STATED TASK: List each line of the data below that contains the string "road".

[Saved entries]
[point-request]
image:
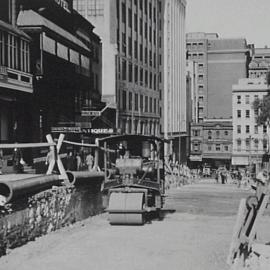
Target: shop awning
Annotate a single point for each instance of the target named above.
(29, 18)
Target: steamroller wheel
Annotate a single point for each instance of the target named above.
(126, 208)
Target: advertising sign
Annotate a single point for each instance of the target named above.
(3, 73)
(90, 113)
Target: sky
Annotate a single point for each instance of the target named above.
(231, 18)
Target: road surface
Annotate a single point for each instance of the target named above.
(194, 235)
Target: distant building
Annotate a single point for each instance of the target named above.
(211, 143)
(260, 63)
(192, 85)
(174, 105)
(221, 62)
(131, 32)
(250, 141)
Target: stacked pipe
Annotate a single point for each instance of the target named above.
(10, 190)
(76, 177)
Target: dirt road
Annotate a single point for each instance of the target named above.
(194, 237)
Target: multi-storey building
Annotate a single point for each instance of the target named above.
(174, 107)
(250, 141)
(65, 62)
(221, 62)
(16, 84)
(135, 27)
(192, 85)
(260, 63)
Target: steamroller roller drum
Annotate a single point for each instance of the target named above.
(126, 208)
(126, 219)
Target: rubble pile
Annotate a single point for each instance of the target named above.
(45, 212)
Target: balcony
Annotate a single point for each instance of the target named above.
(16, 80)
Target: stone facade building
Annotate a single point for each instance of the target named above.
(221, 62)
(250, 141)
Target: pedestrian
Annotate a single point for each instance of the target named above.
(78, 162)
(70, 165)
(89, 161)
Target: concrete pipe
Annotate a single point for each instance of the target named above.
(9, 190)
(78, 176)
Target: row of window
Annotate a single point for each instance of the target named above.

* * *

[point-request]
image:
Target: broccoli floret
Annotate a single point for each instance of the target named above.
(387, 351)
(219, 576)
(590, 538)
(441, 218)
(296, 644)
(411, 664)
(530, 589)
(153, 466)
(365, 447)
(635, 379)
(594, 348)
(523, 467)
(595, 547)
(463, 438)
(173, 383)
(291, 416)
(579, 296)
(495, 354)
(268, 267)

--

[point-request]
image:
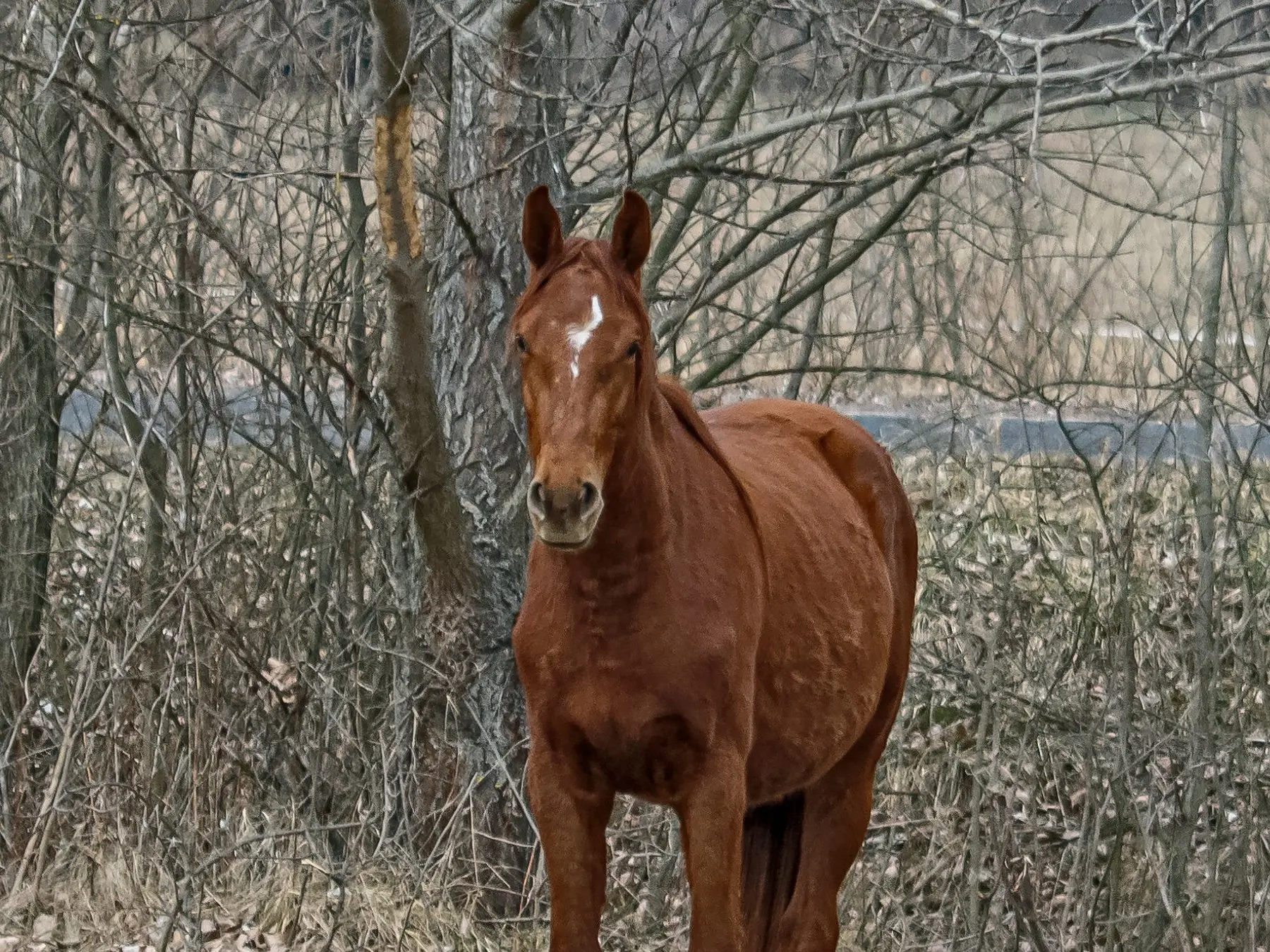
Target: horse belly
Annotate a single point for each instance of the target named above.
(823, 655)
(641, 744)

SOLUTION:
Target: road surface
Target: dirt road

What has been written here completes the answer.